>> START Input data

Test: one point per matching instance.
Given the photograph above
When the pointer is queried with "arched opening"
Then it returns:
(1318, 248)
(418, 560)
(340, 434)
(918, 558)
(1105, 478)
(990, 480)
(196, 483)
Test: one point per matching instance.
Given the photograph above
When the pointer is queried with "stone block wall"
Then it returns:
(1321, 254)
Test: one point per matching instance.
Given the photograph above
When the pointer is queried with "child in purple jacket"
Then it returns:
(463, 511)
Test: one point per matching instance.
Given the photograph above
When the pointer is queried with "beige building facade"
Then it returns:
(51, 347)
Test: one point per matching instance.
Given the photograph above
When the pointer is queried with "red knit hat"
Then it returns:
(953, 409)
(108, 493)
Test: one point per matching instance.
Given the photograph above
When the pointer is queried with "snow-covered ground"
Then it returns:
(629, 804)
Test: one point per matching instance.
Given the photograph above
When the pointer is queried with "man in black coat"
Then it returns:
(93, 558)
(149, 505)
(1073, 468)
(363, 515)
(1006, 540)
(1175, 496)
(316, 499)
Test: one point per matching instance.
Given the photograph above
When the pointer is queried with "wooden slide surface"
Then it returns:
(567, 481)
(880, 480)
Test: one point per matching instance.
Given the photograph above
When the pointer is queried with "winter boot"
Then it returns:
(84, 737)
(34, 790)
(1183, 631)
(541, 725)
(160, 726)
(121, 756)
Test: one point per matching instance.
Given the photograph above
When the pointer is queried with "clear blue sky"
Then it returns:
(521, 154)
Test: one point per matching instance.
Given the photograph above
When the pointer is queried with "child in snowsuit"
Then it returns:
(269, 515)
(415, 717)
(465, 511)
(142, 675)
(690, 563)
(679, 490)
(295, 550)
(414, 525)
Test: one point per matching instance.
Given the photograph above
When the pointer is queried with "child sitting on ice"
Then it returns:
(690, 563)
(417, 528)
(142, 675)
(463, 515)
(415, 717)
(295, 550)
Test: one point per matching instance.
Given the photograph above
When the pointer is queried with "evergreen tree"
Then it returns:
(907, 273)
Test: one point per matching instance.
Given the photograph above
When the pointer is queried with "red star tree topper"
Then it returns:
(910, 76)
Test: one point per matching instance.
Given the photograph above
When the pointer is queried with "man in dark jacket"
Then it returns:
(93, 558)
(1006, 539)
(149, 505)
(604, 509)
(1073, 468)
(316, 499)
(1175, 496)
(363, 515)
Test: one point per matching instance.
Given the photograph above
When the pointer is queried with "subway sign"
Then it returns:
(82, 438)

>> END Input data

■ Task brief
Return the listing above in its exact form.

■ Reply to the exercise
Test: one point per matching instance.
Given the photograph above
When the pointer is queried with "arched opening"
Then it returns:
(1318, 248)
(418, 560)
(340, 434)
(918, 558)
(1105, 478)
(990, 480)
(196, 483)
Test: one point per matching instance.
Given the photograph above
When the pointer is queried with "stone block wall"
Then it returns:
(1321, 254)
Test: one point per matching instance.
Given the photograph above
When the pointer is queried with "child in purple jacket"
Then it returns:
(463, 511)
Test: one point per matching instance.
Given the photograph above
When the pointer is queried with "beige building facade"
Then it returns:
(51, 347)
Test: one point per matching instance.
Given the photograph above
When the pointer is queried with "red knit hat"
Then it returns:
(953, 409)
(108, 493)
Test: one point per matching instance.
Given the photograph above
When the pointer is queried with "snow-covered ground"
Then it returns:
(629, 804)
Test: one point per matching instance.
Given the photograph above
When the pointer is queried with "man in black coat"
Then it returns:
(93, 558)
(149, 505)
(1073, 468)
(363, 515)
(1006, 540)
(1175, 496)
(316, 499)
Test: one point per matching instance.
Given the photograph above
When the pointer is queried with "wooden slide surface"
Then it returns:
(567, 481)
(880, 480)
Test: one point per matching instance.
Given the photograph above
When the pointer is queried with "winter boot"
Then it returns:
(84, 737)
(34, 790)
(1183, 631)
(541, 725)
(160, 726)
(121, 756)
Test: one point per matching instance.
Given the photograph above
When the pointer is queried with "clear blue sky"
Then it returns:
(521, 154)
Test: one point per matching instance.
Given the photograph above
When the pointer is queried with "child in snowsuit"
Then it returns:
(269, 515)
(415, 717)
(465, 511)
(142, 675)
(690, 563)
(679, 490)
(295, 550)
(414, 525)
Test: one point per matching instance.
Given the photograph above
When the pointer is queried with "child sitting on ice"
Then it returns:
(690, 563)
(417, 528)
(142, 675)
(463, 515)
(415, 717)
(295, 550)
Test: one point per matching instance.
Given the photograph above
When the pointer is queried with "evergreen tree"
Then it returns:
(907, 273)
Test: one point per matching instance.
Given the photograph above
When the pointer is queried with "red star tree topper"
Then it returns:
(910, 76)
Test: one point per matching instance.
Given the photograph above
When the pointer is queried with "man in dark jacket"
Then it returns:
(93, 558)
(1006, 539)
(149, 505)
(604, 509)
(1073, 468)
(316, 499)
(1175, 496)
(363, 515)
Test: one point per matching instance.
Given the photograph above
When the pointer is queried with "subway sign"
Then it returns:
(82, 438)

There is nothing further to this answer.